_BRIEF_:
Collect every line below that contains the word "localization" and copy each one out in full.

[Location labeling records]

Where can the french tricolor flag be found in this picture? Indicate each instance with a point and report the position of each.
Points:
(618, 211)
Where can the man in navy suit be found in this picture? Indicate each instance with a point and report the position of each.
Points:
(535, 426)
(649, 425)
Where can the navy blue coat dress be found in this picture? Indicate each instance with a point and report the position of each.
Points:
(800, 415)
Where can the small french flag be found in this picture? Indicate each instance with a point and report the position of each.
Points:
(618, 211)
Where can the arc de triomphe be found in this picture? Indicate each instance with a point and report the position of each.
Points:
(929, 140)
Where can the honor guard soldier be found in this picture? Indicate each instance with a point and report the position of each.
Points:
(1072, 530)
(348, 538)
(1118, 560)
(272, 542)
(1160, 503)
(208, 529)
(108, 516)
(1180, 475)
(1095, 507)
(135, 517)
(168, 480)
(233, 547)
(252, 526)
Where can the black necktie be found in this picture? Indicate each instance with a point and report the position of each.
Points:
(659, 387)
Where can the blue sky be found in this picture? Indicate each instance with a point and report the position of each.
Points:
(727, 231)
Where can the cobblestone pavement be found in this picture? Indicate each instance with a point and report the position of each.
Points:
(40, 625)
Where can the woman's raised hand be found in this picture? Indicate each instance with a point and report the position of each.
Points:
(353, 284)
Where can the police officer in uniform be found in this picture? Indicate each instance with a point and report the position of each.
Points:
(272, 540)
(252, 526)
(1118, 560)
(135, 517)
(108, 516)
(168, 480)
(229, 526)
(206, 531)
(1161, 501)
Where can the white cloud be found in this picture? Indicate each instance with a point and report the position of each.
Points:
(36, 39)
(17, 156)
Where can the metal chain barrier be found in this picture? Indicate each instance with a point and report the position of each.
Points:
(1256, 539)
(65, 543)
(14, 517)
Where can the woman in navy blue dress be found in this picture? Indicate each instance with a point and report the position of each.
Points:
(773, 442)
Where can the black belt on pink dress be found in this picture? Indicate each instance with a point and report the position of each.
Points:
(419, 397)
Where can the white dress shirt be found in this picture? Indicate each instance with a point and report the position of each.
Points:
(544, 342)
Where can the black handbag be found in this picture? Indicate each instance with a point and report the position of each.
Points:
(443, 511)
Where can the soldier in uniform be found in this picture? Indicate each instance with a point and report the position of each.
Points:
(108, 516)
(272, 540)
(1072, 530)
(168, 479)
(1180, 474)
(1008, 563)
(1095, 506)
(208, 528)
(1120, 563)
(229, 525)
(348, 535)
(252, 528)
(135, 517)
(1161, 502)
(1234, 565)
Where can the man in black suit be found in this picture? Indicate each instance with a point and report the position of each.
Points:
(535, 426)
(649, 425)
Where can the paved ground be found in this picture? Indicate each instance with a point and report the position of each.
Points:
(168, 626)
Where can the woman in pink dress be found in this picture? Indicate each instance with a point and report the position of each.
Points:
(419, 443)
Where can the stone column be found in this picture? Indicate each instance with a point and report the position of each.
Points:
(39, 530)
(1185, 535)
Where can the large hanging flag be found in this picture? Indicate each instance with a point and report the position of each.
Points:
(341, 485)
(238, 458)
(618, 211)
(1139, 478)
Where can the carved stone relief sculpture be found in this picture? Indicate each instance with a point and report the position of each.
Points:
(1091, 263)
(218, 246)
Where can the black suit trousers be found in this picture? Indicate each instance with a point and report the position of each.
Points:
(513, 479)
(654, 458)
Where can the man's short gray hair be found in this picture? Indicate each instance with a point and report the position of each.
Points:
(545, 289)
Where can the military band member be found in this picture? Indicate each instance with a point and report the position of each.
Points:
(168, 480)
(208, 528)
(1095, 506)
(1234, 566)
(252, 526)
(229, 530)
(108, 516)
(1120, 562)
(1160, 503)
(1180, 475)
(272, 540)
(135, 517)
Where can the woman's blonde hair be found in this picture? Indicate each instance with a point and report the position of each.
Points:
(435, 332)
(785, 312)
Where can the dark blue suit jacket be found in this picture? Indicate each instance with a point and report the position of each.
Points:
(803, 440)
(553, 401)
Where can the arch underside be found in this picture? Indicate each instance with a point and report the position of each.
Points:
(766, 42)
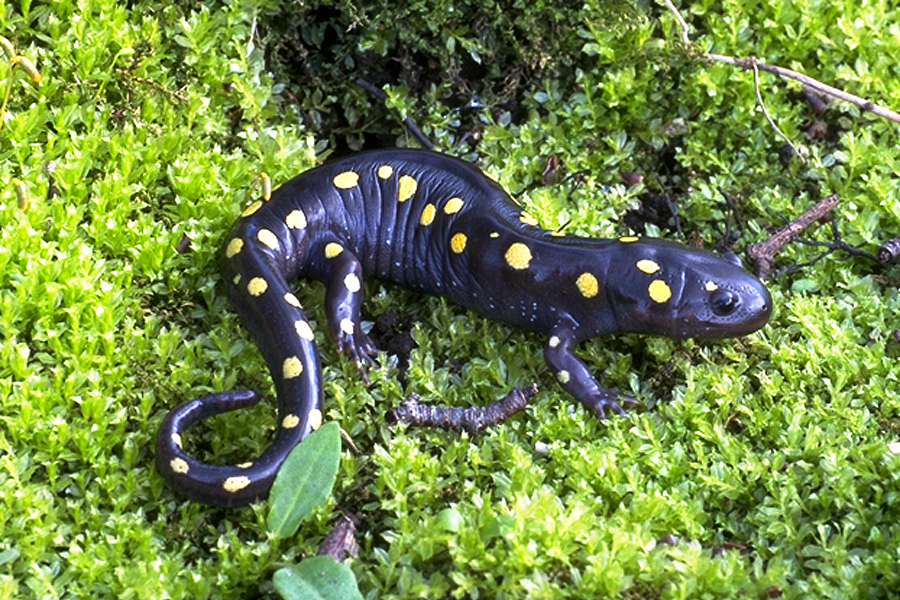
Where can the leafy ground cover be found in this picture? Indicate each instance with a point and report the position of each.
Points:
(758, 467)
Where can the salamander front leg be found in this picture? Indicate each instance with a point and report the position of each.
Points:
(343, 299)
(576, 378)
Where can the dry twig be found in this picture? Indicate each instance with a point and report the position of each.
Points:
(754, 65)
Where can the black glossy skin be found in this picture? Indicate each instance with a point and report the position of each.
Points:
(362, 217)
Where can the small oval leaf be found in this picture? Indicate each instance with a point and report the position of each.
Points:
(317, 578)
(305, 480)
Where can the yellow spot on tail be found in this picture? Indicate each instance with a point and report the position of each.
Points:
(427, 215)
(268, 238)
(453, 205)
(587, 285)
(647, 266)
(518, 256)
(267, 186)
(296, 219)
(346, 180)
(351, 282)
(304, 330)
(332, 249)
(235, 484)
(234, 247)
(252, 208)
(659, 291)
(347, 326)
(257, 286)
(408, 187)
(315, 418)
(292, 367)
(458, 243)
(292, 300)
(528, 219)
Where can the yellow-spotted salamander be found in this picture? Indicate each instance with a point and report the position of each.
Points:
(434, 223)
---
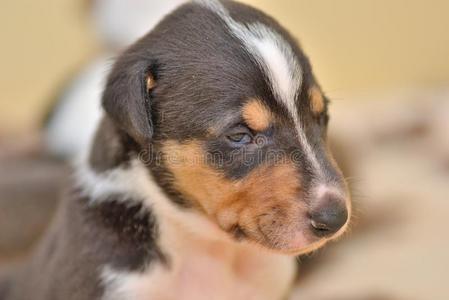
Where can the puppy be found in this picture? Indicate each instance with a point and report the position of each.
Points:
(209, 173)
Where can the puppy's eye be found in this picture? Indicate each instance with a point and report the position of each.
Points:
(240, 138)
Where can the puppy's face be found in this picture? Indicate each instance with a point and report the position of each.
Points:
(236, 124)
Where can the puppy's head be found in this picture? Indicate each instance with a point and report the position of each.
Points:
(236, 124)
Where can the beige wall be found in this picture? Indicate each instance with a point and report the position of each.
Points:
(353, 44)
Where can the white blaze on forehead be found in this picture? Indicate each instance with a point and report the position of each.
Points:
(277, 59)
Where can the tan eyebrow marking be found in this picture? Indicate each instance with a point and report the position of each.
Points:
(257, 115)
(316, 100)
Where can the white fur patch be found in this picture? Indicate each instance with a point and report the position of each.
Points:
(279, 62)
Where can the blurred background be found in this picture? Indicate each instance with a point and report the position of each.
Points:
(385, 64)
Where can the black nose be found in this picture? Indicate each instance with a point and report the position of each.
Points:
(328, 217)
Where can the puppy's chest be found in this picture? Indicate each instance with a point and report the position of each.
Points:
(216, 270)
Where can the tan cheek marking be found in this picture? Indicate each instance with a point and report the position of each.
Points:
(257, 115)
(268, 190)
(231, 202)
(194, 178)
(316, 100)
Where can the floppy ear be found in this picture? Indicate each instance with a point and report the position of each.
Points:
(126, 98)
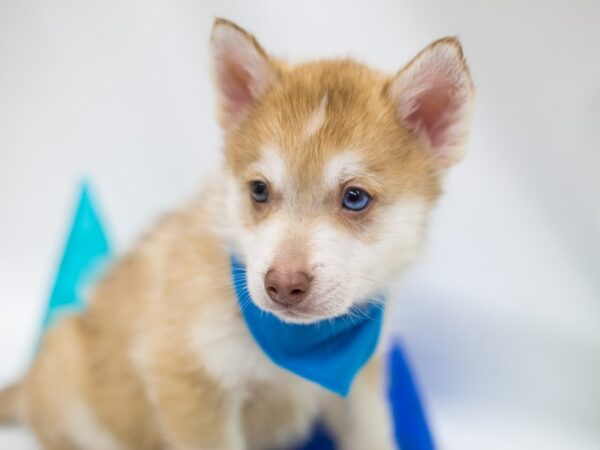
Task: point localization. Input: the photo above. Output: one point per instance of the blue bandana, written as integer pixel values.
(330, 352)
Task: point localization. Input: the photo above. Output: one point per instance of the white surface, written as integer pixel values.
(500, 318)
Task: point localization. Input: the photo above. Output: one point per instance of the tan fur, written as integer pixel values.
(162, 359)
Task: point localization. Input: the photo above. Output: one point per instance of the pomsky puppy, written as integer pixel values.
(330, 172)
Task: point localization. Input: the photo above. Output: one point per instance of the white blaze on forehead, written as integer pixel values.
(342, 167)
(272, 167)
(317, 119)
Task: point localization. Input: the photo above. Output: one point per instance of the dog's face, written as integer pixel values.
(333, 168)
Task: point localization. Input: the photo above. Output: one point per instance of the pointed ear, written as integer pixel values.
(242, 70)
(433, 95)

_EXERCISE RESULT_:
Task: point localization. Input: the photo above. Output: one point per instance of the blue bandana, written as integer pixel values.
Task: point localization. Input: the photo above. Output: one point per instance of the white surface, written as integer pixel values.
Task: point localization. Input: the photo above. Output: one point per instance of the tan fur, written as integer pixel values.
Task: point localization. Input: the photo above. Output: one point per instance of the pomsky puppy, written as integer pixel values.
Task: point localization. Input: the photo above. Output: one point per instance of the white blaze on forehead, written as integer pixel values.
Task: point localization. Input: the photo above. Output: one point per instance of the dog's face, written as integer pixel values.
Task: point localization. Input: the photo above. Output: one point per instance of the pointed ear, written as integer pixel values.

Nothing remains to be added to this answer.